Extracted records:
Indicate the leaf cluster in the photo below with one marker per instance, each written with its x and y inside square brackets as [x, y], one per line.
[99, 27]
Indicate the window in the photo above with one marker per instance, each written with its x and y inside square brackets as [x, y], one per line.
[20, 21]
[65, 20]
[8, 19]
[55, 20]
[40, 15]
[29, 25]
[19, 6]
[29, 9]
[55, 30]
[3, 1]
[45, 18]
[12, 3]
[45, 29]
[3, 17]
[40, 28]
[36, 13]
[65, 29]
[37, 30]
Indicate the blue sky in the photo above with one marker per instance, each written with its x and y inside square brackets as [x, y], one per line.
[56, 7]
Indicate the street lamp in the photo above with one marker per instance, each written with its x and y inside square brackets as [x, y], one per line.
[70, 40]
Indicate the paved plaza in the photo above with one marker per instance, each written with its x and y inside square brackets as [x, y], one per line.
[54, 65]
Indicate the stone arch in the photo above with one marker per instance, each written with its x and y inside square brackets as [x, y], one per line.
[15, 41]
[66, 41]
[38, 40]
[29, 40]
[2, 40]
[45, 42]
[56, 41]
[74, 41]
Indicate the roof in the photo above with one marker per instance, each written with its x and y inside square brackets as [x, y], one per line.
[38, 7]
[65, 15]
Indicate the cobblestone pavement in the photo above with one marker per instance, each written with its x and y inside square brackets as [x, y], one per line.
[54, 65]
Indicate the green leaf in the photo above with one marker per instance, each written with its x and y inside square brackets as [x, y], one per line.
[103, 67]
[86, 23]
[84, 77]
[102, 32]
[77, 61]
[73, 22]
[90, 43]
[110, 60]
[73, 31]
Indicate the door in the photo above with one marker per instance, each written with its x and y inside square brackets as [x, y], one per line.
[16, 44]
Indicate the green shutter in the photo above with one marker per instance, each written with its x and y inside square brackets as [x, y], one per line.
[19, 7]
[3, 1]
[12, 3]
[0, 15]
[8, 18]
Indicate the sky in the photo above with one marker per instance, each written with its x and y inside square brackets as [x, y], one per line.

**WHAT IS NEEDED:** Output exactly the line containing "Indicate the green shutter" together with every line after it, ending at the final line of the entries.

**OUTPUT:**
Indicate the green shutter in the photo above with one marker per instance, each written with its x and y inside square brackets as [x, y], one per line.
[19, 7]
[3, 1]
[12, 3]
[0, 15]
[8, 18]
Indicate the sky in the photo above with one marker per instance, each written with its x and y inside square brackets as [x, y], one per line.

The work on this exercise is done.